GIVEN REQUEST:
Without altering anything, repeat each of the records.

Pointing dataset excerpts:
[START]

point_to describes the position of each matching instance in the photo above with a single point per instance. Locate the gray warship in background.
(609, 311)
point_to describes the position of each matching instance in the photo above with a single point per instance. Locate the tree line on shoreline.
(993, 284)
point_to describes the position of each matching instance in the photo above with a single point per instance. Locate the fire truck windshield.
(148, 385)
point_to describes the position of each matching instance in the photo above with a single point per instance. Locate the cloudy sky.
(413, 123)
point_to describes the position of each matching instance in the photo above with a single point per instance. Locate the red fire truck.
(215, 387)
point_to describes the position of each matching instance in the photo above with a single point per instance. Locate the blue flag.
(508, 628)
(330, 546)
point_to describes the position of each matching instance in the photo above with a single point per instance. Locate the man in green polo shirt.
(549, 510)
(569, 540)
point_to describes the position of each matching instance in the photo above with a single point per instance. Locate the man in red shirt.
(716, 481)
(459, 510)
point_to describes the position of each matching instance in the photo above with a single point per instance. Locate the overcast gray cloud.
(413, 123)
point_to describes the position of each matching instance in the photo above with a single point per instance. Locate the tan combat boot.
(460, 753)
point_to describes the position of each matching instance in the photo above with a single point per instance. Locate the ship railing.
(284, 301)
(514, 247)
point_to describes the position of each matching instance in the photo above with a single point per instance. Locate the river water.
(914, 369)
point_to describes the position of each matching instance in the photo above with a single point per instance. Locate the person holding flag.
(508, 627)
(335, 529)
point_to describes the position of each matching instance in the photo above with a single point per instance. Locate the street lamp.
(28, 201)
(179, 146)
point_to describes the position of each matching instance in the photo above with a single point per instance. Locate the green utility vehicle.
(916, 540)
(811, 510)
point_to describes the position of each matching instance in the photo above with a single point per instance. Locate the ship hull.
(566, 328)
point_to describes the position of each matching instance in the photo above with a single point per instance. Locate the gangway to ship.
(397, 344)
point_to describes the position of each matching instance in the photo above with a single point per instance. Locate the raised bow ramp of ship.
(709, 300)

[END]

RESPONSE BELOW:
point_to describes the position of each matching instance in the photo above with a single point per instance. Locate the gray warship in background.
(609, 311)
point_to describes the position of each matching instance in the photo above with a single point per instance. Locate the tree line on shoreline.
(993, 284)
point_to describes the position of each matching instance in the photo above with a single point per instance. Locate the fire truck windshield.
(148, 385)
point_to describes the position of each matching instance in the photo above with a single point per instance. Locate the cloudy sky.
(413, 123)
point_to describes the position of each matching instance in the photo above with a single point per instance. Locate the red fire truck.
(215, 387)
point_to describes the position of each matching instance in the photo above with a single point per instance. Locate the blue flag.
(508, 628)
(330, 546)
point_to describes the position of each matching instance in the photo above with a single point per instance. Locate the man in green polo shirt.
(549, 510)
(569, 540)
point_to describes the position of each matching instance in the photo above with a single point per instance. Locate the man in red shirt.
(716, 481)
(459, 510)
point_to describes the position of each matching instance in the photo above with a single point per instance. Locate the overcast gray cloud.
(413, 123)
point_to describes the position of each matching instance in the photo above with a single point per instance. Locate the tan combat boot.
(460, 753)
point_to describes the position of each matching instance in the photo above with a single point per instance. Locate the ship railing.
(284, 301)
(514, 247)
point_to describes the position of each matching instance in the photo above with a single point per instance. Locate the river water.
(914, 369)
point_to describes the position of each matching instance in the photo above with a single point per instance. Locate the person holding flag.
(508, 627)
(335, 529)
point_to describes the position of each matching instance in the photo above with a single point per instance. Locate the street lamp.
(28, 201)
(179, 146)
point_to describes the position of each matching instance in the photo above with a single point per instance. Locate the green utility vehicle.
(916, 540)
(811, 510)
point_to describes the position of each matching instance in the photo above with a single point per instance. Locate the ship hull.
(566, 328)
point_to describes the position of each matching instance in the photo above with a single point per instance. Locate the gangway to ship.
(397, 344)
point_to describes the position of each matching instance in the photo above with a single point per instance. Locate the raised bow ramp of ship.
(709, 300)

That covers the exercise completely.